= Exercise aim =
Rewrite the entries below as a numbered list with blank lines omitted, starting at the line containing "Guideline: one marker per instance of the gray" and continuing through the last entry.

Point annotation entries
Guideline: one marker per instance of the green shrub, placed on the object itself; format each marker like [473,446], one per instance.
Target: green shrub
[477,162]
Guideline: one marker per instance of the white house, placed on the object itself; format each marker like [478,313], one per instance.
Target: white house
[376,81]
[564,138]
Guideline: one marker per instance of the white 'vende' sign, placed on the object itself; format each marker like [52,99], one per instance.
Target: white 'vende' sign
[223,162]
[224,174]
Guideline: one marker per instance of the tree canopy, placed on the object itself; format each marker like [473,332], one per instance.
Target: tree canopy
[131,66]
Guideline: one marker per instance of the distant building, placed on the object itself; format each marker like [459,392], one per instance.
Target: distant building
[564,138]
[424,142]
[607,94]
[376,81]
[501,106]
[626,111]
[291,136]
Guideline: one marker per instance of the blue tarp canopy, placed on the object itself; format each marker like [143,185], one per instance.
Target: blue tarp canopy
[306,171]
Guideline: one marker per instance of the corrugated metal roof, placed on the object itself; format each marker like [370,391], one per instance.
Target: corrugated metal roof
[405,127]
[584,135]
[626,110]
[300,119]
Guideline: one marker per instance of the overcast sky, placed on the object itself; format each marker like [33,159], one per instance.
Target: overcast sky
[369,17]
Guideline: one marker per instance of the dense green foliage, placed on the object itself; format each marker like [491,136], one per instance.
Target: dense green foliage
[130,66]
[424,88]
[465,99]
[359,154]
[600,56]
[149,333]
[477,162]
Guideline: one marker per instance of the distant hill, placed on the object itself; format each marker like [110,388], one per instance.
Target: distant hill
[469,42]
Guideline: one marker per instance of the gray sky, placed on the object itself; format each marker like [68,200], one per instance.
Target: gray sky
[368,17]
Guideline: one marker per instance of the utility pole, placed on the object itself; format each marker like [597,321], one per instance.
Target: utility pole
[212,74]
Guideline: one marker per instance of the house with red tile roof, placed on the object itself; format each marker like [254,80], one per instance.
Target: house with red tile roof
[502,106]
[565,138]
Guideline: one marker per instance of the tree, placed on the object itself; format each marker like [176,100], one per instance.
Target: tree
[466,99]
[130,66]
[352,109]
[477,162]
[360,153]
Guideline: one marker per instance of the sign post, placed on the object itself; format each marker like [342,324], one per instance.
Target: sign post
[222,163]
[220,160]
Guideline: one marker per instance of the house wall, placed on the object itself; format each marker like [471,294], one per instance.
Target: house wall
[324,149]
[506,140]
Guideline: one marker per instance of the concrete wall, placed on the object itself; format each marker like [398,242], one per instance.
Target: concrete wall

= Result of this task =
1. Guideline: one marker per instance of the gray sky, placed on the object itself; format each marker like [68,200], one per instance.
2. Target: gray sky
3. [368,17]
4. Guideline: one marker per instance of the utility pole, placed on the object itself; format each marker like [597,321], one per instance.
5. Target: utility pole
6. [212,74]
7. Guideline: one marker per instance of the house with red tile roof, placed on the object itself; format each marker like [254,80], one per instance.
8. Target: house with red tile roof
9. [502,106]
10. [565,138]
11. Guideline: one marker per instance of the tree, placed on the object itself; format each marker like [176,100], one per instance.
12. Target: tree
13. [466,99]
14. [130,66]
15. [352,109]
16. [477,162]
17. [360,153]
18. Guideline: one marker per instance of the sign post, placed on the object itself; format each marker like [342,324], one per instance.
19. Target: sign post
20. [222,163]
21. [220,160]
22. Guideline: one marker per instance of the house wall, placed on the object itself; format each marker like [471,294], one per instance.
23. Target: house wall
24. [324,149]
25. [506,140]
26. Guideline: one marker per instance of the concrete wall, placed on the object itself; format each marker like [398,242], one per instance.
27. Target: concrete wall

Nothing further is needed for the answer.